### Exercise aim:
The entries should be given again in full. Alter nothing.

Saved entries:
☆ ☆ ☆ ☆ ☆ ☆ ☆
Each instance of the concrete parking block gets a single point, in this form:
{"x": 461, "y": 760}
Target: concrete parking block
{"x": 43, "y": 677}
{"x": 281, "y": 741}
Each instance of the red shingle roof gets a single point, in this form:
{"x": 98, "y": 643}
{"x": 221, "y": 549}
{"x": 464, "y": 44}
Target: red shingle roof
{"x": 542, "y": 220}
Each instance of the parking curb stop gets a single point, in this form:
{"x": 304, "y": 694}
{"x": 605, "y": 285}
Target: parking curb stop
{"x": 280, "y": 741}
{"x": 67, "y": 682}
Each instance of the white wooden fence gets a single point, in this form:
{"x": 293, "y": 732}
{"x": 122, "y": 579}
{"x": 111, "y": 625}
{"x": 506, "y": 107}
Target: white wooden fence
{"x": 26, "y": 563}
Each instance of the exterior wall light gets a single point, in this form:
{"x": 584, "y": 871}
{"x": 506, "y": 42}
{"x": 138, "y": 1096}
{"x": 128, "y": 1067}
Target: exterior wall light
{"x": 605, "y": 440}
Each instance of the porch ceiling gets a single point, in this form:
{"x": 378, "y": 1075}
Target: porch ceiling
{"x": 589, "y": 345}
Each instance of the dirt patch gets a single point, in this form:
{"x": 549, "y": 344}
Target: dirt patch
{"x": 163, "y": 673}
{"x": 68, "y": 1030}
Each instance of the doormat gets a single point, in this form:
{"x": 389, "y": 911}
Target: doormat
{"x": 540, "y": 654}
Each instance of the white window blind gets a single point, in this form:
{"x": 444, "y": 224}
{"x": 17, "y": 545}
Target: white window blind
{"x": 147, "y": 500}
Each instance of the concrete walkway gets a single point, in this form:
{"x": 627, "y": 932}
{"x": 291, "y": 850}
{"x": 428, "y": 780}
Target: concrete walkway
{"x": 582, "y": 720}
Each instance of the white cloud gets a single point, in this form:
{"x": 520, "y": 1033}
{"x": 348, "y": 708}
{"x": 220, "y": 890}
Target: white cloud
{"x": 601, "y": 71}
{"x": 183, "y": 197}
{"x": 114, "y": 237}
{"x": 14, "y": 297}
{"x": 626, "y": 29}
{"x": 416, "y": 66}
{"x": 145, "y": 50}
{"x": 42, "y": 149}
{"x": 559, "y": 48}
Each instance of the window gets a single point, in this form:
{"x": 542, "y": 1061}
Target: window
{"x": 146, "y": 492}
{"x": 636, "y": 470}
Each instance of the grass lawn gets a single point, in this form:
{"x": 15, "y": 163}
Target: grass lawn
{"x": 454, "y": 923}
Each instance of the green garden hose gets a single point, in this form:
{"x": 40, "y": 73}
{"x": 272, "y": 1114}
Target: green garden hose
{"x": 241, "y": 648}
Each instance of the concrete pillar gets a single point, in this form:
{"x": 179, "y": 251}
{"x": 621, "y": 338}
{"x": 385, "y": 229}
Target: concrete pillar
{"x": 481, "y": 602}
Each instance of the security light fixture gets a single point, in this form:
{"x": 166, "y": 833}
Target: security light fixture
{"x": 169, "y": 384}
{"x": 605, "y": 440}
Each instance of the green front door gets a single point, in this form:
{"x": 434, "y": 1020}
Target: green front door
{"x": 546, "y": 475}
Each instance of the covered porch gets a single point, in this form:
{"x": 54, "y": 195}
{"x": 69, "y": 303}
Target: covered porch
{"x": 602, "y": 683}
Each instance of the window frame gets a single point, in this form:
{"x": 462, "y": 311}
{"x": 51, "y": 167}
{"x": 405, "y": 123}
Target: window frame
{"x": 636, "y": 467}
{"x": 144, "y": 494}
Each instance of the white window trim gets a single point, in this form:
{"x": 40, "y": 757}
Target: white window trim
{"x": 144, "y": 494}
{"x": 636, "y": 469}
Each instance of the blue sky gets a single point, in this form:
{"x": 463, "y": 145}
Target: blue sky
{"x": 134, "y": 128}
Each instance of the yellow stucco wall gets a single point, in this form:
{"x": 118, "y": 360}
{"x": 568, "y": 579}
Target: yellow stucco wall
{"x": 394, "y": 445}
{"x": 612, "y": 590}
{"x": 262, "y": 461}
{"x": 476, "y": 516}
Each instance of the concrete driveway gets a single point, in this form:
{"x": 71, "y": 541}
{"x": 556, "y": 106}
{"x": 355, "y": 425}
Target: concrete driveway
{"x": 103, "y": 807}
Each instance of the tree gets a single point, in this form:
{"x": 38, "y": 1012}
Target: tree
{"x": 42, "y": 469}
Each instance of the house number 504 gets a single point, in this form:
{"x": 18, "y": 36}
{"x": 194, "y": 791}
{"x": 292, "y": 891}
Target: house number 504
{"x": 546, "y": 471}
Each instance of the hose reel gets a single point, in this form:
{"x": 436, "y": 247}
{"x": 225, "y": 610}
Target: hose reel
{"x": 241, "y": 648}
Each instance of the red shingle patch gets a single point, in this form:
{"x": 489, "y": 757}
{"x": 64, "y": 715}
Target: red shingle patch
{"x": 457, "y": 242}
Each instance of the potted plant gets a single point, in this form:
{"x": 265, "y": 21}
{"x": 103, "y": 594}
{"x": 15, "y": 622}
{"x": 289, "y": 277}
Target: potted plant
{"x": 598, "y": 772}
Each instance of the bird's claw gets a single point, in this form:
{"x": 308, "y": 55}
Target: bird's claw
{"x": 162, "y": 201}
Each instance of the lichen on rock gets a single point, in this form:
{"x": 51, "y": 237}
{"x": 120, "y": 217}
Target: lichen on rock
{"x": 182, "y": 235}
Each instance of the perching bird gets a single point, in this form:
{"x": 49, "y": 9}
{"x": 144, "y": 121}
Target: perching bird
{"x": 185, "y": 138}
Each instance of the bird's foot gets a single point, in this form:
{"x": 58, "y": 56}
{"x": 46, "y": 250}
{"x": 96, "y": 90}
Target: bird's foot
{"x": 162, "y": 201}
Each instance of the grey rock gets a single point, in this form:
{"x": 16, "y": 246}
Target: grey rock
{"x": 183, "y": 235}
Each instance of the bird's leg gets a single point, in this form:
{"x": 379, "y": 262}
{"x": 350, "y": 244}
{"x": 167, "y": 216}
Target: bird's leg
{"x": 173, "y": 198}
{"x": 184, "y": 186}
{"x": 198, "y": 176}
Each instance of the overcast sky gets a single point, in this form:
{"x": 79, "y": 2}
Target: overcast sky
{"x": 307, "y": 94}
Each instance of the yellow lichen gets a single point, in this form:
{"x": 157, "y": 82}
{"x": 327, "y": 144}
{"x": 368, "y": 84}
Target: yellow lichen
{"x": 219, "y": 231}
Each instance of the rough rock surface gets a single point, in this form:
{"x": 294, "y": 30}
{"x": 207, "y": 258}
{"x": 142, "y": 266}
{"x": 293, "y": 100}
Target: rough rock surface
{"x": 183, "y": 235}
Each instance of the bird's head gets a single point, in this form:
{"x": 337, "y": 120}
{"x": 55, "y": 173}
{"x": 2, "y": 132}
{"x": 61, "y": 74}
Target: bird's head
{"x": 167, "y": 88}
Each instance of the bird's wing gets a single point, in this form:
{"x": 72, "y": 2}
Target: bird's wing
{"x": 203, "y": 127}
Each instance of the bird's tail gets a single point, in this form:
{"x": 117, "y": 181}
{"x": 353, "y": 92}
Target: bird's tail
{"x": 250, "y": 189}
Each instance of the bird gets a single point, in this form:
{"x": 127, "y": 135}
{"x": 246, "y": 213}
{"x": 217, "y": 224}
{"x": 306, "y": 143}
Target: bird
☆ ☆ ☆ ☆ ☆ ☆ ☆
### Response below:
Each instance of the concrete parking block gets a single point, in this form:
{"x": 461, "y": 760}
Target: concrete parking block
{"x": 43, "y": 677}
{"x": 281, "y": 741}
Each instance of the red shingle roof gets a single point, in this form:
{"x": 98, "y": 643}
{"x": 221, "y": 549}
{"x": 464, "y": 44}
Target: red shingle roof
{"x": 542, "y": 220}
Each instance of the parking curb stop gets a single point, in this form:
{"x": 304, "y": 694}
{"x": 605, "y": 285}
Target: parking curb stop
{"x": 280, "y": 741}
{"x": 67, "y": 682}
Each instance of the white wooden fence gets a single point, in this form:
{"x": 293, "y": 732}
{"x": 122, "y": 579}
{"x": 111, "y": 625}
{"x": 506, "y": 107}
Target: white wooden fence
{"x": 26, "y": 563}
Each instance of the exterior wall light gets a single point, in this form:
{"x": 584, "y": 871}
{"x": 506, "y": 42}
{"x": 138, "y": 1096}
{"x": 128, "y": 1067}
Target: exterior wall light
{"x": 605, "y": 440}
Each instance of the porch ceiling gets a single point, in this form:
{"x": 378, "y": 1075}
Target: porch ceiling
{"x": 589, "y": 345}
Each instance of the dirt patch gets a single point, in this form:
{"x": 549, "y": 344}
Target: dirt patch
{"x": 163, "y": 673}
{"x": 68, "y": 1030}
Each instance of the doormat gets a single point, in this form:
{"x": 389, "y": 911}
Target: doormat
{"x": 540, "y": 654}
Each instance of the white window blind gets a single point, in this form:
{"x": 444, "y": 224}
{"x": 17, "y": 545}
Target: white window blind
{"x": 147, "y": 500}
Each instance of the concrete walkway gets a single point, in this form:
{"x": 627, "y": 932}
{"x": 291, "y": 850}
{"x": 428, "y": 780}
Target: concrete walkway
{"x": 582, "y": 720}
Each instance of the white cloud gets a single point, in this form:
{"x": 520, "y": 1033}
{"x": 348, "y": 708}
{"x": 220, "y": 890}
Target: white cloud
{"x": 601, "y": 71}
{"x": 183, "y": 197}
{"x": 114, "y": 237}
{"x": 14, "y": 297}
{"x": 626, "y": 29}
{"x": 416, "y": 66}
{"x": 145, "y": 50}
{"x": 42, "y": 149}
{"x": 559, "y": 48}
Each instance of the window gets a single point, in this form:
{"x": 542, "y": 1061}
Target: window
{"x": 146, "y": 492}
{"x": 636, "y": 470}
Each instance of the grass lawn gets a single point, in this form:
{"x": 15, "y": 163}
Target: grass lawn
{"x": 454, "y": 923}
Each instance of the green garden hose gets a single point, in this form:
{"x": 40, "y": 73}
{"x": 272, "y": 1114}
Target: green garden hose
{"x": 241, "y": 648}
Each instance of the concrete pillar gets a single point, in this form:
{"x": 179, "y": 251}
{"x": 621, "y": 338}
{"x": 385, "y": 229}
Target: concrete pillar
{"x": 481, "y": 602}
Each instance of the security light fixture gets a single point, in this form:
{"x": 166, "y": 833}
Target: security light fixture
{"x": 169, "y": 384}
{"x": 605, "y": 440}
Each instance of the green front door gets a single point, in this form:
{"x": 434, "y": 1020}
Target: green front door
{"x": 546, "y": 475}
Each instance of the covered porch gets a single point, in this form:
{"x": 54, "y": 195}
{"x": 69, "y": 303}
Target: covered porch
{"x": 602, "y": 683}
Each instance of the window frame gets a single point, in this form:
{"x": 462, "y": 311}
{"x": 51, "y": 167}
{"x": 405, "y": 123}
Target: window frame
{"x": 636, "y": 467}
{"x": 144, "y": 494}
Each instance of the white window trim gets a single point, in this form:
{"x": 40, "y": 757}
Target: white window trim
{"x": 144, "y": 494}
{"x": 636, "y": 469}
Each instance of the blue sky gets a single point, in this form:
{"x": 463, "y": 145}
Target: blue sky
{"x": 134, "y": 128}
Each instance of the yellow stucco wall gets a single point, in this form:
{"x": 118, "y": 360}
{"x": 568, "y": 579}
Target: yellow stucco wall
{"x": 394, "y": 445}
{"x": 612, "y": 590}
{"x": 262, "y": 461}
{"x": 476, "y": 516}
Each instance of the concrete driveway gets a single point, in this form:
{"x": 71, "y": 541}
{"x": 556, "y": 106}
{"x": 355, "y": 425}
Target: concrete driveway
{"x": 103, "y": 807}
Each instance of the tree gets a single point, in this form:
{"x": 38, "y": 1012}
Target: tree
{"x": 42, "y": 469}
Each instance of the house number 504 gets a single point, in this form:
{"x": 18, "y": 36}
{"x": 194, "y": 791}
{"x": 292, "y": 891}
Target: house number 504
{"x": 546, "y": 471}
Each instance of the hose reel gets a single point, in this form:
{"x": 436, "y": 247}
{"x": 225, "y": 610}
Target: hose reel
{"x": 241, "y": 648}
Each instance of the red shingle patch gets a single point, in this form:
{"x": 489, "y": 757}
{"x": 64, "y": 715}
Target: red shingle patch
{"x": 457, "y": 242}
Each instance of the potted plant gets a single point, in this form:
{"x": 265, "y": 21}
{"x": 103, "y": 594}
{"x": 15, "y": 622}
{"x": 289, "y": 277}
Target: potted plant
{"x": 598, "y": 772}
Each instance of the bird's claw gets a single point, in this form:
{"x": 308, "y": 55}
Target: bird's claw
{"x": 162, "y": 201}
Each instance of the lichen on rock gets a single point, in this form:
{"x": 51, "y": 237}
{"x": 120, "y": 217}
Target: lichen on rock
{"x": 182, "y": 235}
Each instance of the perching bird gets a single point, in this form:
{"x": 49, "y": 9}
{"x": 144, "y": 121}
Target: perching bird
{"x": 185, "y": 138}
Each instance of the bird's foot gets a single point, in this form:
{"x": 58, "y": 56}
{"x": 46, "y": 250}
{"x": 96, "y": 90}
Target: bird's foot
{"x": 162, "y": 201}
Each instance of the grey rock gets a single point, in this form:
{"x": 16, "y": 246}
Target: grey rock
{"x": 183, "y": 235}
Each instance of the bird's leg gets a single point, in this form:
{"x": 379, "y": 262}
{"x": 350, "y": 244}
{"x": 167, "y": 216}
Target: bird's leg
{"x": 173, "y": 198}
{"x": 184, "y": 186}
{"x": 198, "y": 176}
Each instance of the overcast sky gets a single point, in this form:
{"x": 79, "y": 2}
Target: overcast sky
{"x": 307, "y": 94}
Each instance of the yellow lichen gets a single point, in this form:
{"x": 157, "y": 82}
{"x": 327, "y": 144}
{"x": 368, "y": 84}
Target: yellow lichen
{"x": 219, "y": 231}
Each instance of the rough rock surface gets a single point, in this form:
{"x": 294, "y": 30}
{"x": 207, "y": 258}
{"x": 142, "y": 266}
{"x": 293, "y": 100}
Target: rough rock surface
{"x": 183, "y": 235}
Each instance of the bird's head gets a single point, in this form:
{"x": 337, "y": 120}
{"x": 55, "y": 173}
{"x": 2, "y": 132}
{"x": 61, "y": 74}
Target: bird's head
{"x": 167, "y": 88}
Each instance of the bird's wing gets a single point, in this form:
{"x": 72, "y": 2}
Target: bird's wing
{"x": 203, "y": 127}
Each instance of the bird's tail gets a single point, in this form:
{"x": 117, "y": 181}
{"x": 353, "y": 92}
Target: bird's tail
{"x": 250, "y": 189}
Each instance of the bird gets a single point, in this form:
{"x": 127, "y": 135}
{"x": 246, "y": 213}
{"x": 217, "y": 224}
{"x": 306, "y": 143}
Target: bird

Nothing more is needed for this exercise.